▶ _EXCERPT PROVIDED_:
Calcutta, Aug. 1: Cracks in the Left Front over a bill that seeks to do away with land ceiling came to the fore today with the allies seeking its withdrawal and the CPM describing it as critical to development.

Voicing the minor partners' opposition to the West Bengal Land Reforms (Amendment) Bill, 2005, Forward Bloc's Ashok Ghosh said: 'Before its circulation among MLAs, the bill was not discussed in the cabinet of ministers, nor in the cabinet core committee' not even in the Left Front. This is unprecedented. The government is trying to introduce a bill keeping its partners in the dark about its contents.'

Ghosh also said that front chairman Biman Bose had informed him that the government would withdraw the bill.

CPM state secretary Anil Biswas, however, said there was no question of withdrawal. 'We are neither withdrawing the bill nor delaying its introduction in the House. It will be placed in the current session of the Assembly. There are certain things not right in it, which we will correct through discussions with our partners,' he said.

Biswas refused to point out what needed to be corrected in the bill. He said: 'Discussions are on, but the government will table the bill this week.'

The bill sparked a row as it gave the government special powers to ignore the ceiling of both urban and rural land and distribute it to promoters.

▶ _REQUIRED TASKS_:
A) Answer these questions from the news report about the land reforms bill, one line each:
(i) Which party does Ashok Ghosh belong to?
(ii) What post does Anil Biswas hold?
(iii) According to the last paragraph, what special powers did the bill give the government?
B) For each statement, decide whether the news report about the land reforms bill supports it. Answer yes or no and quote the words that decide it.
(i) Anil Biswas said the bill would be withdrawn.
(ii) Ashok Ghosh said Biman Bose had told him the government would withdraw the bill.
(iii) Anil Biswas specified what needed to be corrected in the bill.
C) List every person mentioned by name in the news report about the land reforms bill.

▶ _DATASET CONTENT_:
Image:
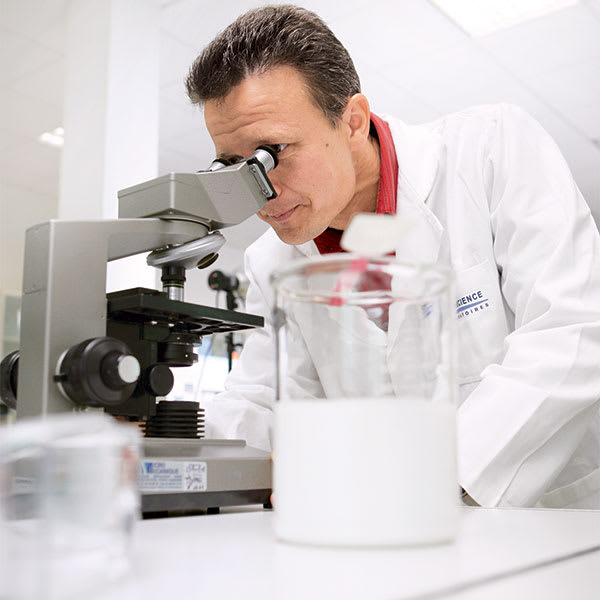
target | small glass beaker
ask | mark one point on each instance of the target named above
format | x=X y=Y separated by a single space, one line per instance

▶ _TASK RESPONSES_:
A)
(i) Forward Bloc
(ii) CPM state secretary
(iii) Powers to ignore the ceiling of both urban and rural land and distribute it to promoters

B)
(i) No: "We are neither withdrawing the bill nor delaying its introduction in the House."
(ii) Yes: "Ghosh also said that front chairman Biman Bose had informed him that the government would withdraw the bill."
(iii) No: "Biswas refused to point out what needed to be corrected in the bill."

C)
Ashok Ghosh
Biman Bose
Anil Biswas